▶ Given records:
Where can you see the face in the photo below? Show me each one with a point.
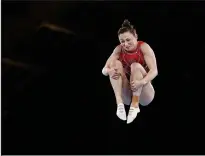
(128, 41)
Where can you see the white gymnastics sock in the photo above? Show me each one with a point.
(132, 114)
(121, 113)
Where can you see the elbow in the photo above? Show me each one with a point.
(156, 72)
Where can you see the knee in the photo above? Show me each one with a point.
(116, 64)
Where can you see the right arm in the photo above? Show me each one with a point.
(114, 56)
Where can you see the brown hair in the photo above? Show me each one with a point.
(127, 27)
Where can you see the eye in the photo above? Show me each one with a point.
(127, 40)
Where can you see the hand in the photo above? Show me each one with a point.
(113, 73)
(137, 84)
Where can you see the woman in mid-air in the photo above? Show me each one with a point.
(131, 68)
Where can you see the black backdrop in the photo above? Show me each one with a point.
(58, 102)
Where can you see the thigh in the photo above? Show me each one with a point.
(126, 90)
(147, 94)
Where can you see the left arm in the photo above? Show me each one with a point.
(151, 62)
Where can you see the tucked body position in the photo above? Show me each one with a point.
(131, 68)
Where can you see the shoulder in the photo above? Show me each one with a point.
(117, 49)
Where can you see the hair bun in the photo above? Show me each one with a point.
(126, 23)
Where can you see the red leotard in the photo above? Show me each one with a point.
(127, 58)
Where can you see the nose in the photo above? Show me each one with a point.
(126, 44)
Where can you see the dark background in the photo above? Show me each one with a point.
(55, 99)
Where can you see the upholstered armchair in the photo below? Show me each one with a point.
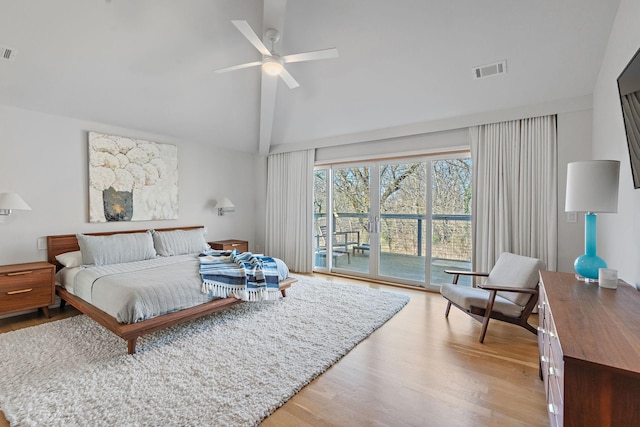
(509, 293)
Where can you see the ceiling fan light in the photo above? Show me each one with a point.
(272, 67)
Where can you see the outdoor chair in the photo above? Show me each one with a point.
(341, 241)
(509, 294)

▶ Short exercise:
Rewrite the records as a two-column CSV with the header row request,answer, starting at the line containing "Where can you see the shoulder" and ending at the end of the records, both ends included. Give one row per record, put each field in double quotes with any line breaks turned into spaces, and leave the pictures out.

▶ The reply:
request,answer
"Where can you see the shoulder in the photo above? Show me each one with a point.","(117, 49)"
"Where can you see the hair bun in the photo above? Show me each one with a point.","(126, 23)"
"Where can you see the red leotard in the photo above? Show me each one with a point.","(127, 58)"
"Where can you see the nose in the photo above? Show me each one with a point.","(126, 44)"
"Where can you see the dark background in the photo above? Show me each one with a point.","(55, 99)"
"Where can you see the upholstered armchair in the photo below? Show me each one with a point.","(509, 293)"
"Where can you see the ceiling fan light in the photo above? Show me each one with a point.","(272, 67)"
"Where can you see the outdoor chair in the photo above? Show me each one with a point.","(341, 241) (509, 294)"